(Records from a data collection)
########################################
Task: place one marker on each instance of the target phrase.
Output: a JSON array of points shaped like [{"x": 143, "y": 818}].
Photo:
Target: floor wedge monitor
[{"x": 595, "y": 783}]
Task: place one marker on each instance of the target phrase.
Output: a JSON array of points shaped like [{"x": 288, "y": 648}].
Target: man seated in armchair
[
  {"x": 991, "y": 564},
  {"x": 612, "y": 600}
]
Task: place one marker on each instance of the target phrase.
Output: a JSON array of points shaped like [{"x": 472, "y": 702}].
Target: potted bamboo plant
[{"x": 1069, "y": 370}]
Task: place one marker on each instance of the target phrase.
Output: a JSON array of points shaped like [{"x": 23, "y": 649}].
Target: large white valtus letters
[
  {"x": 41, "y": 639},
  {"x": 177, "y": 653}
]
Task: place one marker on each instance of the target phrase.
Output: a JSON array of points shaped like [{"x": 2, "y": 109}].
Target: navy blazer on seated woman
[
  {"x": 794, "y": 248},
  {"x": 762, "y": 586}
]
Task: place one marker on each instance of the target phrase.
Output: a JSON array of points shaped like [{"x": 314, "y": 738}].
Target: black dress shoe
########################################
## TASK GOAL:
Repeat all of the records, letter for letter.

## SOLUTION:
Task: place one marker on each instance of the target phrase.
Output: a JSON array of points shaped like [{"x": 143, "y": 818}].
Photo:
Target: floor wedge monitor
[{"x": 595, "y": 783}]
Task: place one marker on each instance of the target phrase.
Output: a JSON array of points shaped like [{"x": 288, "y": 648}].
Target: man seated in armchair
[
  {"x": 991, "y": 564},
  {"x": 612, "y": 600}
]
Task: place one marker on each instance of the target phrase.
Output: a JSON array of points shaped like [{"x": 472, "y": 702}].
Target: potted bamboo plant
[{"x": 1069, "y": 370}]
Task: place one marker on each instance of the target phrase.
Output: a JSON array of points shaped like [{"x": 23, "y": 649}].
Target: large white valtus letters
[
  {"x": 41, "y": 639},
  {"x": 177, "y": 653}
]
Task: place one marker on each instance of the target phrase.
Output: a JSON array of points shaped like [{"x": 2, "y": 109}].
Target: navy blazer on seated woman
[
  {"x": 794, "y": 248},
  {"x": 762, "y": 586}
]
Task: place one marker on each instance of the target phrase.
Output: a JSON array of points shaped like [{"x": 314, "y": 738}].
Target: black dress shoe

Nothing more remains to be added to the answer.